• Material supplied:
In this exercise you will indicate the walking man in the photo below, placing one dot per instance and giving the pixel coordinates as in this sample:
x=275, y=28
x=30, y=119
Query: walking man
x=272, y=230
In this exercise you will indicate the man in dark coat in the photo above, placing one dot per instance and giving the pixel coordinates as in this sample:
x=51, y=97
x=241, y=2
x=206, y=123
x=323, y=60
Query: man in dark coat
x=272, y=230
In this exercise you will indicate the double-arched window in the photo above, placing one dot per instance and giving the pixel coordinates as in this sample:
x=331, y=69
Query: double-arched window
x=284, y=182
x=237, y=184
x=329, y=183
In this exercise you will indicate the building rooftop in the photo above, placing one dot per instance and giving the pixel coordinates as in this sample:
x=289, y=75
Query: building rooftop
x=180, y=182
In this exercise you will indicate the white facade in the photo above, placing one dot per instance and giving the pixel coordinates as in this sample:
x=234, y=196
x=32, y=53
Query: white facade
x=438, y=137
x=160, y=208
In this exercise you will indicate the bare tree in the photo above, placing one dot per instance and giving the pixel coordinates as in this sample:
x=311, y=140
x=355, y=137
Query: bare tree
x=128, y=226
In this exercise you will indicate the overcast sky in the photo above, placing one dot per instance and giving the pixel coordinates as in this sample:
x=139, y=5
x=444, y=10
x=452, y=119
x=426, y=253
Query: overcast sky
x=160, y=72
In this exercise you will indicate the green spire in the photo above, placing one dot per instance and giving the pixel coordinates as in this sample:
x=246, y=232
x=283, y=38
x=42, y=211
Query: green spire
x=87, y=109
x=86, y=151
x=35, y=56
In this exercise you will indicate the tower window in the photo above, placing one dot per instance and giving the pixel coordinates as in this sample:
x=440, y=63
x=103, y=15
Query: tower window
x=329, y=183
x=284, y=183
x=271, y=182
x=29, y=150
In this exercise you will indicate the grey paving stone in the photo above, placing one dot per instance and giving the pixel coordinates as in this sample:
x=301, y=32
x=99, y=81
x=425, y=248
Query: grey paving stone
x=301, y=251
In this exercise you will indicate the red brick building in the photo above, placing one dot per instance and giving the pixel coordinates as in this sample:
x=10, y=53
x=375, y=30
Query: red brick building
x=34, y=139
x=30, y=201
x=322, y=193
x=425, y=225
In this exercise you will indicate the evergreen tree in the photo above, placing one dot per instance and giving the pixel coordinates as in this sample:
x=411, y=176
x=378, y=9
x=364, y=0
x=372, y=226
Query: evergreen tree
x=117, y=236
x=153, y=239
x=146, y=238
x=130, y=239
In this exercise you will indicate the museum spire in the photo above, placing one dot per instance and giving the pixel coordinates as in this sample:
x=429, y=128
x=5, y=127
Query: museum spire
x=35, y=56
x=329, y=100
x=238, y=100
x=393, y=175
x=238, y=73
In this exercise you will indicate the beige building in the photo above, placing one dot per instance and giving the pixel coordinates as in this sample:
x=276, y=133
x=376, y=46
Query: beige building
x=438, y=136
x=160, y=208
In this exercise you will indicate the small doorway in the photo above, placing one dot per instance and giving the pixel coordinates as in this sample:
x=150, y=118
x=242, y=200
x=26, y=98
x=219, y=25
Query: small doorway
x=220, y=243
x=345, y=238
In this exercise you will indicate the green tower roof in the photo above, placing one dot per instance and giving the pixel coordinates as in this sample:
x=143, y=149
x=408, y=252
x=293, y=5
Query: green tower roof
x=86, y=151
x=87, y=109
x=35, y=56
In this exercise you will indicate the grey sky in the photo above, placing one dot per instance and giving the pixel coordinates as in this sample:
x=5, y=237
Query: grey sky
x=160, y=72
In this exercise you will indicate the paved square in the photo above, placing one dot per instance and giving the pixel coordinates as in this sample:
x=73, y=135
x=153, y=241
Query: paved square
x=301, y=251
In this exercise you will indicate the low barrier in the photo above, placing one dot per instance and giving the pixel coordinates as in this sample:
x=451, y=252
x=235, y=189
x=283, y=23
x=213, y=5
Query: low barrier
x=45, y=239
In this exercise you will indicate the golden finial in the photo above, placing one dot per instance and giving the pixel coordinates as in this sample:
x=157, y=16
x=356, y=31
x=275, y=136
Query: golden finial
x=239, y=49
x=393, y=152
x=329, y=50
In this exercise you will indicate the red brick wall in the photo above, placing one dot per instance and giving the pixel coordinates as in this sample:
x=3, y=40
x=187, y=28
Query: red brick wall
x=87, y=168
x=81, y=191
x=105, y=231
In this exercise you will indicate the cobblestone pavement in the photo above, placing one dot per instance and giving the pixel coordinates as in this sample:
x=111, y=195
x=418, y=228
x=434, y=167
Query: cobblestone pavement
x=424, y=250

• Work required: Copy all of the material above word for word, leaving every line unchanged.

• Answer to this problem:
In this exercise you will indicate the walking man in the photo below, placing one dot per instance and giving the pixel coordinates as in this sample:
x=275, y=28
x=30, y=119
Query: walking man
x=272, y=230
In this exercise you will indicate the man in dark coat in the photo above, placing one dot per instance and giving the pixel coordinates as in this sample:
x=51, y=97
x=241, y=2
x=206, y=123
x=323, y=60
Query: man in dark coat
x=272, y=230
In this exercise you will indicate the double-arched window in the photo above, placing one dot per instance and giving the pixel coordinates as in this sample:
x=331, y=69
Query: double-arched window
x=284, y=182
x=237, y=184
x=329, y=183
In this exercise you will indicate the building rooftop in the photo above, placing one dot per instance and giving the pixel coordinates as in this sample:
x=289, y=75
Query: building rooftop
x=180, y=182
In this exercise you will indicate the white facade in the photo above, placing one dot per instance and giving the pixel coordinates as in this sample:
x=234, y=196
x=32, y=53
Query: white facade
x=438, y=137
x=160, y=208
In this exercise you will indicate the bare tree in the photo above, placing one dot per instance and giving the pixel coordinates as in this sample:
x=311, y=140
x=355, y=137
Query: bare tree
x=128, y=226
In this exercise you will indicate the overcast sky in the photo above, placing one dot per instance and giving the pixel coordinates as in this sample:
x=139, y=5
x=444, y=10
x=452, y=119
x=426, y=253
Query: overcast sky
x=160, y=72
In this exercise you will indicate the green spire in the photo above, placing one dot per instance and giving the pixel coordinates as in this sample:
x=246, y=232
x=283, y=38
x=42, y=211
Query: green spire
x=87, y=109
x=86, y=151
x=35, y=56
In this exercise you will indicate the tower window in the photo above, placing one dot per instance and giving the pixel coordinates as in this sample:
x=440, y=63
x=103, y=15
Query: tower window
x=329, y=183
x=284, y=183
x=271, y=182
x=29, y=150
In this exercise you will indicate the grey paving stone in the photo above, placing one dot per instance and giving the pixel coordinates as in this sample:
x=301, y=32
x=99, y=81
x=425, y=248
Query: grey paving stone
x=301, y=251
In this exercise you will indicate the red brick building in the photo above, placing one dot per instance and giving the pixel coordinates as in this sample:
x=10, y=53
x=375, y=30
Query: red brick building
x=34, y=139
x=30, y=201
x=322, y=193
x=425, y=225
In this exercise you will indicate the evergreen tree in the photo above, placing one dot per instance and giving the pixel coordinates as in this sample:
x=411, y=176
x=378, y=9
x=364, y=0
x=372, y=226
Query: evergreen tree
x=117, y=236
x=153, y=239
x=146, y=238
x=130, y=239
In this exercise you will indicate the museum spire in the photo above, placing one dot per instance and giving the pixel coordinates as in this sample:
x=429, y=128
x=5, y=127
Query: museum spire
x=35, y=56
x=329, y=100
x=238, y=100
x=393, y=175
x=238, y=73
In this exercise you will indicate the beige building in the photo above, placing one dot per instance and giving the pixel coordinates as in this sample:
x=276, y=133
x=376, y=46
Query: beige building
x=438, y=136
x=160, y=208
In this exercise you will indicate the small doorway in the photo above, placing one dot per instance and giving the pixel coordinates as in this sample:
x=150, y=118
x=242, y=200
x=26, y=98
x=219, y=25
Query: small doorway
x=220, y=243
x=345, y=238
In this exercise you will indicate the green tower roof in the photo above, placing one dot per instance and giving the pixel coordinates as in this sample:
x=143, y=149
x=408, y=252
x=293, y=5
Query: green tower roof
x=86, y=151
x=87, y=109
x=35, y=56
In this exercise you will indicate the grey sky in the photo above, placing one dot per instance and giving the pixel coordinates as in this sample:
x=5, y=237
Query: grey sky
x=160, y=72
In this exercise you will indicate the paved square in the photo above, placing one dot per instance and giving the pixel coordinates as in this sample:
x=73, y=135
x=153, y=241
Query: paved square
x=301, y=251
In this exercise you will indicate the low barrier in the photo above, placing one dot per instance and giving the pixel coordinates as in this sample:
x=451, y=252
x=235, y=189
x=283, y=23
x=213, y=5
Query: low barrier
x=45, y=239
In this exercise you will indicate the golden finial in the photo above, placing one dot per instance and giving the pixel coordinates as in this sample:
x=157, y=16
x=356, y=31
x=275, y=136
Query: golden finial
x=239, y=49
x=393, y=152
x=329, y=50
In this exercise you will indicate the red brick wall in the photo above, placing one dot per instance and giving the pixel coordinates as in this sample:
x=3, y=40
x=187, y=28
Query: red brick wall
x=87, y=168
x=81, y=191
x=105, y=231
In this exercise you will indicate the cobblestone pavement in the photo above, placing one dot per instance and giving the pixel coordinates as in this sample:
x=111, y=195
x=418, y=228
x=434, y=167
Query: cobblestone pavement
x=424, y=250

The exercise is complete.